• Extract:

________________________________________

Confronted by a drunken man, brandishing the large section of a two-piece pool cue in a dark lounge, Clarence Edward Cook panicked, took his friend's pistol out of his waistband and fired one shot, hitting Dudley Chandler, who was as close as two or three feet from him and heading in Cook's direction. After the shot, Chandler walked back to the bar, said something to the effect that "the nigger shot me," took a drink from his beer and fell to the floor. What had begun as an apparently friendly invitation from Chandler to play pool, ended in death.

 This appeal from the jury's verdict that Cook was guilty of manslaughter presents a question troubling the criminal justice systems of all states today: what are the rights and responsibilities of a citizen who is in a place where he has every right to be, engaged in an activity he has every right to participate in, and who is then threatened by another. The facts of these confrontations vary endlessly and are always bitterly disputed.

 In such cases, we have no choice but to accord great respect and deference to verdicts by properly instructed juries, for the chances of error and injustice in any determination we might make would be infinitely greater than is the case where those findings are made by an impartial jury drawn from a fair cross-section of the community. On the other hand, because we are sensitive to the difficulty of achieving justice and fairness in such cases, we review trial proceedings with care. Where, as here, the jury was not fully instructed regarding the law of justifiable homicide and self-defense, we have no authority but to reverse.



 The chain of events leading to the mortal wounding of Dudley Chandler began on March 10, 1982, at 10:00 a.m. Dudley Chandler and a friend, Mike Root, went to the Li'l Loafer Lounge in Gulfport, Mississippi, where they shot pool and drank beer off and on for the rest of the day. Because of Chandler's behavior while at the bar, which included hitting another person on the head with an ash tray, Kay Davis, the bartender on duty from 7:00 a.m. to 3:00 p.m., barred Chandler from the Lounge and told him if he returned she would "call

 the law" on him. Apparently some time after Chandler was ordered out of the lounge, he returned.

 At around 9:30 p.m., Clarence Edward Cook, Defendant below and Appellant here, and his friend Lee Hudson (both are black) stopped at the Li'l Loafer Lounge. Both Hudson and Cook had been to this lounge before. Hudson had previously shot pool there and never been involved in any trouble there. Cook remained in the car while Hudson went inside. When Hudson entered the lounge, he was met by Chandler (who was white), who followed Hudson into the bathroom. The bartender on duty at that time, Linda Chumney, was apprehensive because Chandler's friend, Root, told her that Chandler held a grudge against all black people. When they came out of the bathroom, Chandler was smiling and had his arm around Hudson. This scene appeared strange to Chumney. Chandler told Jeanine "J.J." Record that night that his wife had been shot and killed by blacks. Cook later became aware of this fact.

________________________________________

• Record set:
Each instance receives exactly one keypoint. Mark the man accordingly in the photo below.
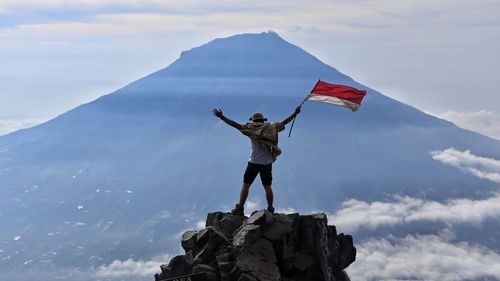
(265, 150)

________________________________________

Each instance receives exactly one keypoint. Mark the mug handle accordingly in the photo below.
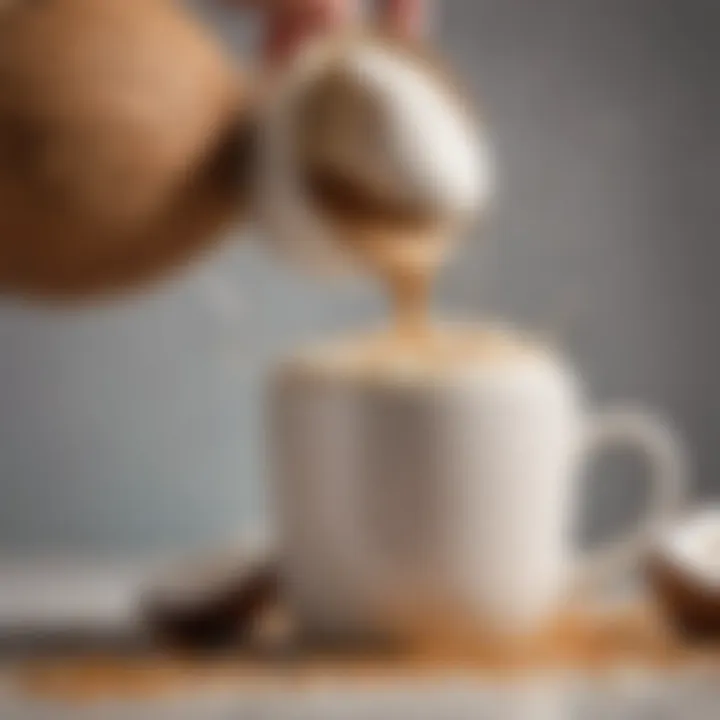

________________________________________

• What you have to do: Reproduce the opinion word for word, from "In such cases, we have" up to and including "but to reverse.". The data here comes from a different source than the opinion.

• Output of the exercise:
In such cases, we have no choice but to accord great respect and deference to verdicts by properly instructed juries, for the chances of error and injustice in any determination we might make would be infinitely greater than is the case where those findings are made by an impartial jury drawn from a fair cross-section of the community. On the other hand, because we are sensitive to the difficulty of achieving justice and fairness in such cases, we review trial proceedings with care. Where, as here, the jury was not fully instructed regarding the law of justifiable homicide and self-defense, we have no authority but to reverse.